Excerpted records =>
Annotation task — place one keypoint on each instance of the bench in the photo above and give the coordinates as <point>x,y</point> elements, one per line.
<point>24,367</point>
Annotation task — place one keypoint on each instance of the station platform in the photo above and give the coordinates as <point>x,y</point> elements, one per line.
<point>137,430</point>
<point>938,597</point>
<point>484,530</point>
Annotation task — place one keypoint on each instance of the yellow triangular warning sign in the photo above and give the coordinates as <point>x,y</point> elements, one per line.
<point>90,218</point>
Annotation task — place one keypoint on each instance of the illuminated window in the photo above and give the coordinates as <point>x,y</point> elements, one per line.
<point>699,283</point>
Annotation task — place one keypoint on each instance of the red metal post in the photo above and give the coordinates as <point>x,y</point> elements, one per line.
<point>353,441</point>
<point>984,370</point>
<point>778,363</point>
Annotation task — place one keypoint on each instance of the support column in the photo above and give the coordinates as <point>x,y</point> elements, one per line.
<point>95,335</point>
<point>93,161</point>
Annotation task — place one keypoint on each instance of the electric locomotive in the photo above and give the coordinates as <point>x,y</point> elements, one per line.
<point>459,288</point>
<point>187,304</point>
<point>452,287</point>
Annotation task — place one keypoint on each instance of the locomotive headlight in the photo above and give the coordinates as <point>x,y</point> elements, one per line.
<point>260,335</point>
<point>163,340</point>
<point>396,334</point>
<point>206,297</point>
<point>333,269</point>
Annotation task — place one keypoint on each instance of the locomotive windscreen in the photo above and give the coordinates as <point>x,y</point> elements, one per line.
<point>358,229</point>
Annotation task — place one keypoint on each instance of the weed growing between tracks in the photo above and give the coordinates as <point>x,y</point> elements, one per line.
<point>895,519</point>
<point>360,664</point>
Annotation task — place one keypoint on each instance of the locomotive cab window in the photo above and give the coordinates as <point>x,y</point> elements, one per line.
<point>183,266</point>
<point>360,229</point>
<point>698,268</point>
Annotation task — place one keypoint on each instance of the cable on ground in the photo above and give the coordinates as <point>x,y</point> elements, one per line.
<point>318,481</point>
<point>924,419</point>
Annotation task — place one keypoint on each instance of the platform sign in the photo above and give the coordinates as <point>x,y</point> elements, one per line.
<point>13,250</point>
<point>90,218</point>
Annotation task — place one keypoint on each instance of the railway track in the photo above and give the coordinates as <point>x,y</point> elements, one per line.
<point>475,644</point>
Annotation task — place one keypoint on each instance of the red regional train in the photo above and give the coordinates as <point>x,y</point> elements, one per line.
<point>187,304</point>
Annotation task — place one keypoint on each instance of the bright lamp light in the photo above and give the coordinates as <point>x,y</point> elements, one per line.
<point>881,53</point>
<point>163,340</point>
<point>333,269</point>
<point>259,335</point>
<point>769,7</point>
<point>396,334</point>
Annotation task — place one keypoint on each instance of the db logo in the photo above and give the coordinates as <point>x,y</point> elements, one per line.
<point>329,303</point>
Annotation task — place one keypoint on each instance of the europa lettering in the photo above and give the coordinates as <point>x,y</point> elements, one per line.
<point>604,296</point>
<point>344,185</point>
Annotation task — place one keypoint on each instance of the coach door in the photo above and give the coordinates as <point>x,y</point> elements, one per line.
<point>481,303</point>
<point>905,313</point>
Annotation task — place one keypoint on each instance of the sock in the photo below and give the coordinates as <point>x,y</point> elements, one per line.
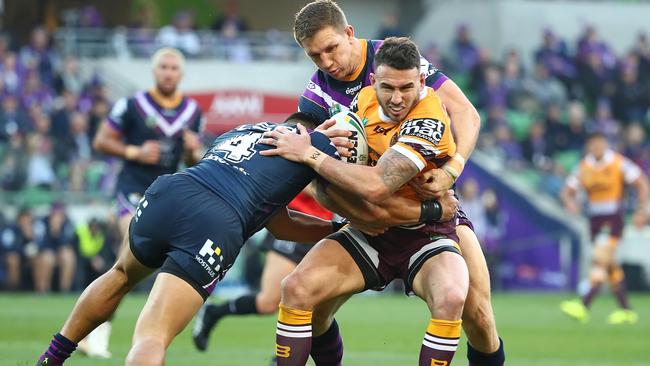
<point>293,337</point>
<point>59,350</point>
<point>440,342</point>
<point>617,285</point>
<point>478,358</point>
<point>327,348</point>
<point>593,291</point>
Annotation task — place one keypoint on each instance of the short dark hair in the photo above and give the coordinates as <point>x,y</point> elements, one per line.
<point>399,53</point>
<point>306,119</point>
<point>315,16</point>
<point>596,135</point>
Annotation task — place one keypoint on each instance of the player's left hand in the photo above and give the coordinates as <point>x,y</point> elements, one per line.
<point>640,219</point>
<point>339,137</point>
<point>431,184</point>
<point>288,144</point>
<point>191,141</point>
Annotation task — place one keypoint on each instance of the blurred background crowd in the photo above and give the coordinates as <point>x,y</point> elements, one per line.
<point>535,119</point>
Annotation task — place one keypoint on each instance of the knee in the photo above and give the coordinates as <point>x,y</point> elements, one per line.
<point>448,304</point>
<point>267,303</point>
<point>296,291</point>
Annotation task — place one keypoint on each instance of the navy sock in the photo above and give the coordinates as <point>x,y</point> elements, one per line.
<point>59,350</point>
<point>477,358</point>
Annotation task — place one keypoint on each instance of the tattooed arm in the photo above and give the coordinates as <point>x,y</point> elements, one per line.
<point>374,184</point>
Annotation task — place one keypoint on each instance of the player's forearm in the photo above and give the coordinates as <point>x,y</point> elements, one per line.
<point>362,181</point>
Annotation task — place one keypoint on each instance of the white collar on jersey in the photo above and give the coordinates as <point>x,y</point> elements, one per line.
<point>384,118</point>
<point>608,157</point>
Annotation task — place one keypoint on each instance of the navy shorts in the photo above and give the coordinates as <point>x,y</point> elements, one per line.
<point>184,229</point>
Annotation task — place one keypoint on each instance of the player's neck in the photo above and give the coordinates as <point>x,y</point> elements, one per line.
<point>166,100</point>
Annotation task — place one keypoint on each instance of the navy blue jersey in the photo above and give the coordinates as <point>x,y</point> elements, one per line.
<point>325,95</point>
<point>254,185</point>
<point>141,118</point>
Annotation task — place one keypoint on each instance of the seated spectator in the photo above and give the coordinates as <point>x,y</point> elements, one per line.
<point>180,35</point>
<point>13,118</point>
<point>56,250</point>
<point>18,249</point>
<point>545,88</point>
<point>40,146</point>
<point>230,18</point>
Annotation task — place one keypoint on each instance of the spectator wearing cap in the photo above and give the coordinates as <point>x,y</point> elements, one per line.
<point>56,250</point>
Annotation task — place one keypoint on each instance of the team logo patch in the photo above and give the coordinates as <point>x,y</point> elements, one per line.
<point>428,129</point>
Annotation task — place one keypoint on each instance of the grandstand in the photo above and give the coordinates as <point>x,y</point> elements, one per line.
<point>541,89</point>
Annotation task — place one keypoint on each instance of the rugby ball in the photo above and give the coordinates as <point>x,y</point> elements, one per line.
<point>348,120</point>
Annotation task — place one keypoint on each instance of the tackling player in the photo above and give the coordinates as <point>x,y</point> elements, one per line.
<point>603,174</point>
<point>152,131</point>
<point>408,131</point>
<point>345,63</point>
<point>192,225</point>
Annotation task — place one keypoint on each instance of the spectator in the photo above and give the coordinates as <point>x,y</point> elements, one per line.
<point>464,52</point>
<point>55,251</point>
<point>39,56</point>
<point>536,148</point>
<point>13,118</point>
<point>40,171</point>
<point>545,88</point>
<point>390,27</point>
<point>230,19</point>
<point>69,79</point>
<point>180,35</point>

Short problem => Copy out every row above word for word, omitting the pictures.

Exercise response =>
Annotation task — place one keypoint on each instance of the bench in the photo above and give the coordinates as <point>x,y</point> elements, one per line.
<point>24,367</point>
Annotation task — place one keypoint on each instance of the station platform in the photo above and give the coordinates as <point>x,y</point> elements, one per line.
<point>137,430</point>
<point>938,597</point>
<point>484,530</point>
Annotation task — place one keypoint on each instance of the yellow triangular warning sign in the photo above and give the coordinates as <point>x,y</point> elements, one per line.
<point>90,218</point>
Annotation task — place one keypoint on each instance of the illuminated window in the photo above and give the coordinates as <point>x,y</point> elements, one per line.
<point>699,283</point>
Annotation task — place one keypoint on each instance of the red metal post in the photo above and give the coordinates as <point>x,y</point> elements, one per line.
<point>353,441</point>
<point>984,370</point>
<point>778,363</point>
Annotation task — place one keypoint on each instance of the support column in the photo above and give the coordinates as <point>x,y</point> elements, one per line.
<point>95,335</point>
<point>93,161</point>
Annotation task — place one keypoint on each instance of the electric locomotive in the photo above and give the coordinates as <point>x,y</point> elements, one per line.
<point>459,288</point>
<point>187,304</point>
<point>452,287</point>
Annotation task — place one keypoint on each instance of the locomotive headlight in the photo above and give the coordinates as <point>x,y</point> elements, one per line.
<point>260,335</point>
<point>163,340</point>
<point>396,334</point>
<point>206,297</point>
<point>333,269</point>
Annotation task — place one keypoint on each instance of the locomotive windscreen in the photo above and give the coordinates as <point>x,y</point> elements, one per line.
<point>358,229</point>
Annotation task — place one keypoint on each instance of the weed growing between tracks in the photo above and give the coordinates as <point>x,y</point> elements, one per line.
<point>895,519</point>
<point>360,664</point>
Annotation task — place one keypoint on each instance of the locomotive cab window in the photo above and give the coordinates as <point>x,y</point> elements, one per line.
<point>183,266</point>
<point>360,229</point>
<point>698,268</point>
Annotation task — place one keypoint on each instance of the cable on ground in the photo above and give the coordinates as <point>x,y</point> elements, one per line.
<point>318,481</point>
<point>924,419</point>
Annotation task — place one keypoint on each instance of the platform sign in the photo above and give the coordinates as <point>x,y</point> elements, one per line.
<point>13,250</point>
<point>90,218</point>
Annotation task — place one keypoint on each instance of the railway track in the photo above and give the coordinates as <point>x,y</point> elements, one per line.
<point>475,644</point>
Annotation task — place one keypoint on each instance of the red regional train in the photo above and give the coordinates as <point>x,y</point> elements, one per line.
<point>187,304</point>
Annotation task — place one keypoint on each instance of the bright lamp light in the photo above and give the coordinates as <point>x,y</point> elements, one per line.
<point>881,53</point>
<point>163,340</point>
<point>333,269</point>
<point>259,335</point>
<point>769,7</point>
<point>396,334</point>
Annotation task — place one keypoint on each instance of the db logo in the photo above and give the coordinates as <point>x,y</point> elements, one per line.
<point>329,303</point>
Annotation task — place one keypoint on each instance of the europa lettering in the photo above and give the coordinates as <point>x,y</point> elements, one per line.
<point>604,296</point>
<point>344,185</point>
Annotation task — place one keypoint on each instance of the coach door in the photo above and give the coordinates as <point>x,y</point> elements, one per line.
<point>481,303</point>
<point>905,313</point>
Annotation task — place one keypoint on each instance of the sock in the photo below and give the coordinates as <point>x,y</point> elements, one per line.
<point>293,337</point>
<point>59,350</point>
<point>440,342</point>
<point>617,285</point>
<point>478,358</point>
<point>327,348</point>
<point>593,291</point>
Annotation task — place one keypoint on each instance of the short dark hair in the photo above and give the coordinates as <point>x,y</point> elements, one per line.
<point>399,53</point>
<point>306,119</point>
<point>315,16</point>
<point>596,135</point>
Annotation task — place one keypoint on each instance of the player's left hand in the photo above and give the coordinates as <point>x,y</point> elements, one per line.
<point>640,219</point>
<point>339,137</point>
<point>431,184</point>
<point>288,144</point>
<point>191,141</point>
Annotation task — place one keypoint on each instance of the blurred background crowd in the photo above and give the coordinates as <point>x,y</point> elements, one per line.
<point>535,119</point>
Annotation task — place one keypoint on each instance of the knee in the photo above and give the coordinates as <point>x,y</point> elements, one per line.
<point>448,304</point>
<point>267,303</point>
<point>296,291</point>
Annotation task — place one keypoint on each instance of the navy sock in the photo above and give the coordinates as <point>x,y</point> elements, one per line.
<point>59,350</point>
<point>477,358</point>
Annotation task — place one keypoint on each instance of the tattooed arm in the photo above and give the coordinates as <point>x,y</point> elements, one per line.
<point>374,184</point>
Annotation task — place one keypoint on each instance of the player's forearm in the photo above and give the coordinates as <point>x,y</point> elements, one per line.
<point>362,181</point>
Annotation task — place one keypoint on each instance of the white collar on jersey in the photo above and give the coordinates as <point>x,y</point> elements, one per line.
<point>384,118</point>
<point>608,157</point>
Annotation task — place one keypoint on each instance of the navy shorts in the photo above and give the coordinates as <point>x,y</point> elements, one per line.
<point>184,229</point>
Annotation task — place one keypoint on each instance of the player's neck in the photo above and give the coordinates as <point>x,y</point> elements, one per line.
<point>166,100</point>
Annotation task — place one keypoint on each instance of the navy blue jersey in the photo above and give the coordinates as <point>x,y</point> elements, one per line.
<point>325,95</point>
<point>254,185</point>
<point>141,118</point>
Annotation task — place one keypoint on each instance of the seated spectator in the photo above and give the coordinates as <point>x,y</point> elements, one per line.
<point>180,35</point>
<point>13,118</point>
<point>56,250</point>
<point>18,249</point>
<point>545,88</point>
<point>40,146</point>
<point>230,18</point>
Annotation task — place one keypoint on each instance of the spectator wearing cap in the photo above and give the coordinates as <point>x,y</point> elements, one per line.
<point>56,250</point>
Annotation task — place one keypoint on each instance of the team logo patch in the photo above and give the coordinates as <point>x,y</point> elements, one per line.
<point>428,129</point>
Annotation task — place one keypoint on each instance of the grandstand in the photo above and give the coordinates as <point>x,y</point> elements, one per line.
<point>541,89</point>
Annotation task — place one keypoint on each instance of the rugby ball in the photo above and give the coordinates as <point>x,y</point> elements, one per line.
<point>348,120</point>
Annotation task — place one keypoint on each instance of the tackling player in the photo above and give the coordinates as <point>x,y</point> elements, one per line.
<point>603,174</point>
<point>152,131</point>
<point>408,131</point>
<point>345,63</point>
<point>192,225</point>
Annotation task — place one keypoint on each instance of the spectator in the photo above and give the coordinates as <point>x,y</point> elements, one per line.
<point>464,52</point>
<point>55,251</point>
<point>39,56</point>
<point>536,148</point>
<point>13,118</point>
<point>40,171</point>
<point>545,88</point>
<point>390,27</point>
<point>230,19</point>
<point>69,79</point>
<point>180,35</point>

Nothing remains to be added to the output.